▶ TEXT BLOCK:
The Asturian derby (,  or Derbi astur), is the name given to any association football match contested between Sporting de Gijón and Real Oviedo, the two biggest clubs in Asturias. The rivalry is well-known as one of the strongest, most heated in Spanish football.

History
The first competitive match between the two teams was played on 5 December 1926, after the two main teams in Oviedo (Stadium Ovetense and Deportivo Oviedo) merged to create Real Oviedo. The match, in the Regional Championship of Asturias, was played in El Molinón and Sporting Gijón won by 2–1.

The first official match in the Spanish league was played in February 1929, during the 1929 Segunda División, and Oviedo swept Sporting by 6–2 thanks to four goals from Barril in the second half. In 1944 the first derby in La Liga  was played, and the Carbayones won again 2–1.

On 27 February 1966, just after the kick off of the derby at El Molinón, several people became injured after an avalanche happened in one of the stands of the stadium.

▶ STORED DATA:
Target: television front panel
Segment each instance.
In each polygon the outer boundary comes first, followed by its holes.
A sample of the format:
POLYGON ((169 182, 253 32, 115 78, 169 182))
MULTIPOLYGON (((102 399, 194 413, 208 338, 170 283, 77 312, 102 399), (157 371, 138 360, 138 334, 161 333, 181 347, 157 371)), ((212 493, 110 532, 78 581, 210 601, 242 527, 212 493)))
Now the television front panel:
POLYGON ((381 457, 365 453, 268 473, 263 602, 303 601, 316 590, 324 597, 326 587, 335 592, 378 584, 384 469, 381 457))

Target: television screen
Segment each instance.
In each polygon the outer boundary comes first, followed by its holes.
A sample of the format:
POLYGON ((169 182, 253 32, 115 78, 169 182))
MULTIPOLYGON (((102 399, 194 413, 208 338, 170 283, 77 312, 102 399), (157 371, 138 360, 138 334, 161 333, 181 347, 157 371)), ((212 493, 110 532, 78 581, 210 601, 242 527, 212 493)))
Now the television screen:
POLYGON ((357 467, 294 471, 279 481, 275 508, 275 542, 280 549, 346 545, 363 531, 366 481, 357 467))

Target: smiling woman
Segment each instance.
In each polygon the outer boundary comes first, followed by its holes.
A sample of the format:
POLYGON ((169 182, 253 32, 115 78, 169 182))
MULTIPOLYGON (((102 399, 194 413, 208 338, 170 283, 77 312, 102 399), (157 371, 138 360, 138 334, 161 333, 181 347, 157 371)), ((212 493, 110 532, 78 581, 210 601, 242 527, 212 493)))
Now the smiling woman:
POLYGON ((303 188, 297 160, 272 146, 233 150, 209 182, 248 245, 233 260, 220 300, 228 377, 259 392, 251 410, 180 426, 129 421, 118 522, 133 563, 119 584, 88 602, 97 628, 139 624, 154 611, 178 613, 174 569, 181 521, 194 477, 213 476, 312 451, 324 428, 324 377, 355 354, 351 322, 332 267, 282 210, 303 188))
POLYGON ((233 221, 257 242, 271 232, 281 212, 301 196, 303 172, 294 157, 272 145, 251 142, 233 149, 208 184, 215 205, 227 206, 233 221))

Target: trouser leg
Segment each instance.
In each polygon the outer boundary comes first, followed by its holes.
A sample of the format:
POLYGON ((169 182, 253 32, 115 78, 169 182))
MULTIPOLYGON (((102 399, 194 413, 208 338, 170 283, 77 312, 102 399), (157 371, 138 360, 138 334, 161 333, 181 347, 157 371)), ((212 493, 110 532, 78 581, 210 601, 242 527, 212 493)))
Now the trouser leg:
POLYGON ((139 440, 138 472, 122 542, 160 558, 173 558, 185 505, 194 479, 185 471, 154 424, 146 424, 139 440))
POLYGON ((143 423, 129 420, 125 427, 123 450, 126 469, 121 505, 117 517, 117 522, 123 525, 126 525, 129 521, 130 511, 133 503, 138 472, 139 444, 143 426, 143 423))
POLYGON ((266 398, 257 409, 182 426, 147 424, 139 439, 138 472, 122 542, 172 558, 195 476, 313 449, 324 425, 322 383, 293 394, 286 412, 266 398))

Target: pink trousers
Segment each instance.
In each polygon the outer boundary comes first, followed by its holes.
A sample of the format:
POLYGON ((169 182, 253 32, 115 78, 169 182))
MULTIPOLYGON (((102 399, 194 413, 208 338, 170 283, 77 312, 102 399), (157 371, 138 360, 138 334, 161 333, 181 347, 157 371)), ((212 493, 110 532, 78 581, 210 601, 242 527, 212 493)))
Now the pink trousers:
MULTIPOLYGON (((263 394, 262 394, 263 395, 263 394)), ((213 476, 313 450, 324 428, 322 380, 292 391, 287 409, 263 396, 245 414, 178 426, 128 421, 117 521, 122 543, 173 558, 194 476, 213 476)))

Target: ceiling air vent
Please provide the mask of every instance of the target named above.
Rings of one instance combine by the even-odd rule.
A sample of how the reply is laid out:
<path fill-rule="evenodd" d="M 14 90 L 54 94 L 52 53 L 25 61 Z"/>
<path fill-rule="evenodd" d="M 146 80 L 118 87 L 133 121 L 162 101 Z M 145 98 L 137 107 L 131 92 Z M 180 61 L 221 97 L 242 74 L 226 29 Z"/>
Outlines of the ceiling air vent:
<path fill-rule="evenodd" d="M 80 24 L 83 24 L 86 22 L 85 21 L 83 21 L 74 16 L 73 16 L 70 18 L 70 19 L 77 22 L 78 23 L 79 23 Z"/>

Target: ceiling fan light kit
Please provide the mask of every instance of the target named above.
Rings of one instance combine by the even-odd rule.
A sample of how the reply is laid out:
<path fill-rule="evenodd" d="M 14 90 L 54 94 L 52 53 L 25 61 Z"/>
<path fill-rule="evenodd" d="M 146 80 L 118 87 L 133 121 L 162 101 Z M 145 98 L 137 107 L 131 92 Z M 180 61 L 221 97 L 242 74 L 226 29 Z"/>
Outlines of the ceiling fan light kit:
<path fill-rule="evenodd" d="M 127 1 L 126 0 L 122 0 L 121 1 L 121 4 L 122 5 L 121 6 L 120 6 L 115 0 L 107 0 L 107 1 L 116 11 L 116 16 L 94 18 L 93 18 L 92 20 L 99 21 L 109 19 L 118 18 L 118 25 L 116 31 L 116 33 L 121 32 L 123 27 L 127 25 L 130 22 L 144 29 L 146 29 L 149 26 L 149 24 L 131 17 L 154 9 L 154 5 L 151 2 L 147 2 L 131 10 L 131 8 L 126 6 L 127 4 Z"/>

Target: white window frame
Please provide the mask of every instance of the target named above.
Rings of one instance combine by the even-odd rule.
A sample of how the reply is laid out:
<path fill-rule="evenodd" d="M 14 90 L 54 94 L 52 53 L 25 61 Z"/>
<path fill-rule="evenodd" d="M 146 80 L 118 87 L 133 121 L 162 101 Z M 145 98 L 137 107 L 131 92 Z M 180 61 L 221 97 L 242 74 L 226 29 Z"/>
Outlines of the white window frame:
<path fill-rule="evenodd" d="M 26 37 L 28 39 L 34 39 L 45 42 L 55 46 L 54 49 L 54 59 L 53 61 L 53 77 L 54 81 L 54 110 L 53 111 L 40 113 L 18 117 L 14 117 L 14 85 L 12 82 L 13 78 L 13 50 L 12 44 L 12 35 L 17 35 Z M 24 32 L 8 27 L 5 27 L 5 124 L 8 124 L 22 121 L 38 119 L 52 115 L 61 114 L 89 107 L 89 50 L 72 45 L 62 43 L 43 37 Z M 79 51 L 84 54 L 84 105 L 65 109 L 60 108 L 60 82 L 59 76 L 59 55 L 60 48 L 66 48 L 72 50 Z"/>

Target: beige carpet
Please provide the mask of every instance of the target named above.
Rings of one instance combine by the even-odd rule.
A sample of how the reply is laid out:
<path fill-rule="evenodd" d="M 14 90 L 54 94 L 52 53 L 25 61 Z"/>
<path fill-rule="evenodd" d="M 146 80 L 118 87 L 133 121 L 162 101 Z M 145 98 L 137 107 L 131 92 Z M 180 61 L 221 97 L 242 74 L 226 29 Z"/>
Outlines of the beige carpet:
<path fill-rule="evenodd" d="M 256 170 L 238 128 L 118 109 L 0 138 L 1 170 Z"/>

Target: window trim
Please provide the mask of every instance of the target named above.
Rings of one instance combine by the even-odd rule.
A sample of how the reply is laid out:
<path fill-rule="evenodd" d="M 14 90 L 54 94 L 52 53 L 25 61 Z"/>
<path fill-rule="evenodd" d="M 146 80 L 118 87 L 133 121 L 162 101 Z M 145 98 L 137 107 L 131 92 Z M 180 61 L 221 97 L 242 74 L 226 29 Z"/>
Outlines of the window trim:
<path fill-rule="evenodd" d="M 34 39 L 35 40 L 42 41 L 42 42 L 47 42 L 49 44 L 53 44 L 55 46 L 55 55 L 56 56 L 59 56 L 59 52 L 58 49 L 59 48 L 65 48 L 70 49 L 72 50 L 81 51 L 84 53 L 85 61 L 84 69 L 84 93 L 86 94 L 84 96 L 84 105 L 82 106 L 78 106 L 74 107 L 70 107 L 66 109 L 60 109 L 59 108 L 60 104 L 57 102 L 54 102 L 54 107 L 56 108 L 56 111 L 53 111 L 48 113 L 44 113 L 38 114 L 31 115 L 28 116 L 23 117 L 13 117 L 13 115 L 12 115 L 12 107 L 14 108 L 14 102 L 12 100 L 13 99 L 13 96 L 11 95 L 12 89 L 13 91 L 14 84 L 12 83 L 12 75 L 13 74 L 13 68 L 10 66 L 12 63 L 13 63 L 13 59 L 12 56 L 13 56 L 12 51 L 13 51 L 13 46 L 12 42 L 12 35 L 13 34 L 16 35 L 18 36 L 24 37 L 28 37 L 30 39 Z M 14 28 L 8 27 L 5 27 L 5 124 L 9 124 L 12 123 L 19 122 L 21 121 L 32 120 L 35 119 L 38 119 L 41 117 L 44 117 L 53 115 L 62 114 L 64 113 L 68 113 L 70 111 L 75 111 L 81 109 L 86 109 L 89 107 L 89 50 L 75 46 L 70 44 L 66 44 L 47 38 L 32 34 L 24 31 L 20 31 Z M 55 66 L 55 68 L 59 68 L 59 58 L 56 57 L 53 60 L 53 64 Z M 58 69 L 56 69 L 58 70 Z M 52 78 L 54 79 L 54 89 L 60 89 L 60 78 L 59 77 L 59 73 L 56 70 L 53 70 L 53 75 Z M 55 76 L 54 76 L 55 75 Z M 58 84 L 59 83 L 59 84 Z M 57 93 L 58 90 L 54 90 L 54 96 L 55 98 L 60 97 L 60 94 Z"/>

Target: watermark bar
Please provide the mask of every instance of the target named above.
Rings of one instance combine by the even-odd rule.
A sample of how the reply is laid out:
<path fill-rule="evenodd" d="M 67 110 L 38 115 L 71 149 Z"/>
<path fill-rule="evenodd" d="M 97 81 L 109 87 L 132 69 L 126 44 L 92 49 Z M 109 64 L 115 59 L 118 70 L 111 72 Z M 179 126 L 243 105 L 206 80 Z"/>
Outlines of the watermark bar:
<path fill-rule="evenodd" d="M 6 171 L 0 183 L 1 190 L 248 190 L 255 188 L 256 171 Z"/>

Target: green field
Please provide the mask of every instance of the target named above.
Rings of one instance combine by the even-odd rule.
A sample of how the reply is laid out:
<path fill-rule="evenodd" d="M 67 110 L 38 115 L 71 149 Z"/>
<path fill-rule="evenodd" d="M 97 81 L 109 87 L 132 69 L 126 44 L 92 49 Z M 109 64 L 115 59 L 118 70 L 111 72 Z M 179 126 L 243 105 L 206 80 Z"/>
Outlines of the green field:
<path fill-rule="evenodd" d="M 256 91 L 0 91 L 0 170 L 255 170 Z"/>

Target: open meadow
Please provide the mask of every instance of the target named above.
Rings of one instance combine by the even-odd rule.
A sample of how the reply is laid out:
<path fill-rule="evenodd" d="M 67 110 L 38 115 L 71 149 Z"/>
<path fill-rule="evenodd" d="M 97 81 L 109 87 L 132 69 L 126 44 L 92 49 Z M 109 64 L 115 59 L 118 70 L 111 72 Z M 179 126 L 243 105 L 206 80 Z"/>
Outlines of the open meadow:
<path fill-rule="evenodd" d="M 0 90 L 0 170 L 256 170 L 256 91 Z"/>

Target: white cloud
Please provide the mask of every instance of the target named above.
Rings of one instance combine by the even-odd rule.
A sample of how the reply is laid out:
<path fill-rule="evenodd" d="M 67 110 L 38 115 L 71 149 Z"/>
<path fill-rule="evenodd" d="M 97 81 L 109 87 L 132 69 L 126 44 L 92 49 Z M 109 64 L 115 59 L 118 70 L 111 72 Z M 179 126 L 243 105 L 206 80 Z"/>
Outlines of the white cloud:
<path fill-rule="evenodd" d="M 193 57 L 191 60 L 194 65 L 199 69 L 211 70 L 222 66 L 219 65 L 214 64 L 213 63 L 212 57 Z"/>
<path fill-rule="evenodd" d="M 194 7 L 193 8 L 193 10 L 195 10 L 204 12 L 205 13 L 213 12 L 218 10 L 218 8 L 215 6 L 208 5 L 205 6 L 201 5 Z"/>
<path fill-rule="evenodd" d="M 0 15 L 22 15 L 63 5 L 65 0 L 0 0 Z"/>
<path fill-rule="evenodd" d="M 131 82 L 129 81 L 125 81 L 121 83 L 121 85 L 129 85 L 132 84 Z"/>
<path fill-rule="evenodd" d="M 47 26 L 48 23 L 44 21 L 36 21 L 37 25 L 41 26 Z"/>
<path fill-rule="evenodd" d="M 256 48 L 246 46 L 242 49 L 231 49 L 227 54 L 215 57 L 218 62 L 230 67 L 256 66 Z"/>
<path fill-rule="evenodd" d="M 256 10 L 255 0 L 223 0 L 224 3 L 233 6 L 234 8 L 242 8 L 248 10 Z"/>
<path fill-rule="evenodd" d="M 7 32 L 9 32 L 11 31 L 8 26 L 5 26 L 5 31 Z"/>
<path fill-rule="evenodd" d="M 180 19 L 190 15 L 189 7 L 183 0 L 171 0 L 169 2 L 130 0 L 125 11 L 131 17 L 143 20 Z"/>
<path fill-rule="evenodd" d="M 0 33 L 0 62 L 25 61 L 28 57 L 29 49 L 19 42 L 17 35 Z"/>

▶ TASKS TO PERFORM:
1. From the Asturian derby text, copy verbatim the passage that begins at the words "The first official" and stops after the words "won again 2–1.".
2. In the Asturian derby text, condense the paragraph that begins "The first official match in the Spanish league" into a short bulleted list that keeps its main facts.

▶ SOLUTIONS TO THE TASKS:
1.
The first official match in the Spanish league was played in February 1929, during the 1929 Segunda División, and Oviedo swept Sporting by 6–2 thanks to four goals from Barril in the second half. In 1944 the first derby in La Liga  was played, and the Carbayones won again 2–1.

2.
- February 1929: first official Spanish league match, in the 1929 Segunda División. Oviedo beat Sporting 6–2, with four second-half goals from Barril.
- 1944: first derby in La Liga. The Carbayones won again, 2–1.